(Wpisy ze źródła danych)
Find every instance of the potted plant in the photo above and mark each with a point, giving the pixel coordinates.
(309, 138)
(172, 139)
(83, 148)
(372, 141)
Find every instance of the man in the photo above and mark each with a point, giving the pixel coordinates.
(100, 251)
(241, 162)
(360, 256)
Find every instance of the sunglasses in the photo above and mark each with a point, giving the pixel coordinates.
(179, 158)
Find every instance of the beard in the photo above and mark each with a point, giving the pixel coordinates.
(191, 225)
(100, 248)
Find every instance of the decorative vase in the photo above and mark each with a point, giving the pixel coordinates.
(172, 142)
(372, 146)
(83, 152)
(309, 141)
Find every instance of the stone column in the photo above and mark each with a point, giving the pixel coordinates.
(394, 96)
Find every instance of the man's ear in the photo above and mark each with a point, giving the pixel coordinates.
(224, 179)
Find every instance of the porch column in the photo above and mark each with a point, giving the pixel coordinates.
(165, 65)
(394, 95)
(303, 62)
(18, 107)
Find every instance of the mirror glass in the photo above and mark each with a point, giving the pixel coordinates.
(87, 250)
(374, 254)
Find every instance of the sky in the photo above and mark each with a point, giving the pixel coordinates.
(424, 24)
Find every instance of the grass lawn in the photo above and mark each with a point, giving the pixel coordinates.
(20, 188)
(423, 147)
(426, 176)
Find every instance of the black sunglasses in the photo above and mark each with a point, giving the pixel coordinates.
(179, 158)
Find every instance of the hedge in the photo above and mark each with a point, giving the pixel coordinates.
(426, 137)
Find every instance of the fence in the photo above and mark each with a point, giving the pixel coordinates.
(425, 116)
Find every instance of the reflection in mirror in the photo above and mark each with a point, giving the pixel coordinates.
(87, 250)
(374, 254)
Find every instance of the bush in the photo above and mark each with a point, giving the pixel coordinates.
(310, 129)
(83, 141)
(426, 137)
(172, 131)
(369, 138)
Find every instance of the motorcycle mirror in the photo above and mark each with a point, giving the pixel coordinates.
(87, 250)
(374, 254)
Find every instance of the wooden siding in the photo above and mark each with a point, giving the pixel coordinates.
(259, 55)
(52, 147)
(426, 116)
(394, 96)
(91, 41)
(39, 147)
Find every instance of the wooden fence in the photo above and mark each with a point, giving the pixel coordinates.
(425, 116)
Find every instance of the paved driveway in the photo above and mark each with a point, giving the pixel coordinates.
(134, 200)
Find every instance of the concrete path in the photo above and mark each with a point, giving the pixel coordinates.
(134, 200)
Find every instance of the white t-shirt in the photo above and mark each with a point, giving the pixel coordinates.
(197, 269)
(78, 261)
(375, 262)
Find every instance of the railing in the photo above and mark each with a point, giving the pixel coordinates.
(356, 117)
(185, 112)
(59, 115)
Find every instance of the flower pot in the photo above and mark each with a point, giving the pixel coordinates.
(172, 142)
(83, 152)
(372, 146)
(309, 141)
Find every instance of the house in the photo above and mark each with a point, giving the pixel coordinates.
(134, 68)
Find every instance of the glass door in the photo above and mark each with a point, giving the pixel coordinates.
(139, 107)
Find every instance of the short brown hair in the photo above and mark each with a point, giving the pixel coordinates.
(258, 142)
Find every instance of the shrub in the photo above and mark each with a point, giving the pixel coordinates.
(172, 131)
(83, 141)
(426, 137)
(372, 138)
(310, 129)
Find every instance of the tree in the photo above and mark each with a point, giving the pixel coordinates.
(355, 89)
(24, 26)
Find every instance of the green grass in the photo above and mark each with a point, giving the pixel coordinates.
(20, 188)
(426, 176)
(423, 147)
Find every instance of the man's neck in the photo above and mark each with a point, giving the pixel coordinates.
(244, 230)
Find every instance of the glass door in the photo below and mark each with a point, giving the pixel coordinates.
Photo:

_Treść zadania_
Przepisz wszystkie powyższe wpisy słowo w słowo, bez żadnych zmian.

_Rozwiązanie zadania_
Find every instance of the potted plant in the photo above and mark each with a point, giving the pixel coordinates.
(309, 138)
(172, 139)
(83, 148)
(372, 141)
Find every instance of the man in the photo above and mark each with a point, giving the pixel coordinates.
(100, 251)
(241, 162)
(360, 256)
Find every instance of the sunglasses in the photo above and mark each with a point, giving the pixel coordinates.
(179, 158)
Find every instance of the beard in the photo above and mark each with a point, giving the pixel coordinates.
(191, 225)
(100, 248)
Find every instance of the decorative vase in the photo above and mark each with a point, giving the pixel coordinates.
(172, 142)
(372, 146)
(83, 152)
(309, 141)
Find every instance of the stone column in the photo above and mark each with a point, giving the pixel coordinates.
(394, 96)
Find every instance of the man's ear in the photo above and mark each with a point, giving the pixel coordinates.
(224, 179)
Find every instance of the porch column in the photo above and mark each with a point, giving the pixel coordinates.
(165, 65)
(394, 95)
(303, 62)
(18, 107)
Find every instance of the mirror glass in the photo above and mark each with a point, giving the pixel coordinates.
(87, 250)
(374, 254)
Find every instance of the sky in the photo above and mark each with a point, giving the pixel coordinates.
(424, 24)
Find every instance of the grass lawn in the photo above and mark each with a point, giving the pixel coordinates.
(20, 188)
(423, 147)
(426, 176)
Find every instance of the black sunglasses in the photo above and mark each with a point, giving the pixel coordinates.
(179, 158)
Find every instance of the hedge in the photo above and mark each with a point, giving the pixel coordinates.
(426, 137)
Find every instance of the fence in the photo above and mark each with a point, giving the pixel coordinates.
(425, 116)
Find every instance of the reflection in mirror in the photo above and mark each with a point, giving the pixel coordinates.
(87, 250)
(374, 254)
Find every instance of the bush in the photo above and mark each with a point, giving the pixel coordinates.
(310, 129)
(83, 141)
(426, 137)
(172, 131)
(369, 138)
Find every instance of the motorcycle mirror in the photo above and mark each with a point, giving the pixel coordinates.
(87, 250)
(374, 254)
Find every instance of the wooden siding in the photo above and mark each with a point, giving the pixel coordinates.
(259, 55)
(52, 147)
(426, 116)
(394, 96)
(91, 41)
(39, 147)
Find every instance of the wooden fence in the photo above and mark each with a point, giving the pixel coordinates.
(425, 116)
Find every instance of the paved driveway in the photo above and mark each with a point, giving the pixel coordinates.
(134, 200)
Find every instance of the concrete path in the photo above and mark each with a point, giving the pixel coordinates.
(134, 200)
Find every instance of the white t-shirt in the photo above and mark each with a point, giving the pixel coordinates.
(197, 269)
(78, 261)
(375, 262)
Find every instance of the railing in the photo above and mark each with a point, giving the pixel coordinates.
(356, 117)
(185, 112)
(59, 115)
Find every instance of the flower pot in the photo above and mark each with a point, giving the pixel coordinates.
(172, 142)
(83, 152)
(372, 146)
(309, 141)
Find every instance of the house in the photo above and mark each with a point, giving the pixel coordinates.
(134, 68)
Find every instance of the glass door in the photo above and mark each with a point, giving the pixel coordinates.
(139, 107)
Find every instance of the short brown hair in the photo above and mark each with a point, giving the pixel coordinates.
(258, 142)
Find every instance of the shrub in the photo above and mark each with a point, giving the pixel coordinates.
(172, 131)
(83, 141)
(426, 137)
(372, 138)
(310, 129)
Find every instance of the tree in the photo above and mark each with a point, giving the pixel coordinates.
(355, 89)
(24, 26)
Find every instance of the green grass in the photo above and mark each with a point, giving the pixel coordinates.
(20, 188)
(426, 176)
(423, 147)
Find every instance of the man's neck in the photo above and mark each with a point, giving the pixel coordinates.
(244, 230)
Find every instance of the glass door in the photo below and mark each with a point, giving the pixel coordinates.
Photo:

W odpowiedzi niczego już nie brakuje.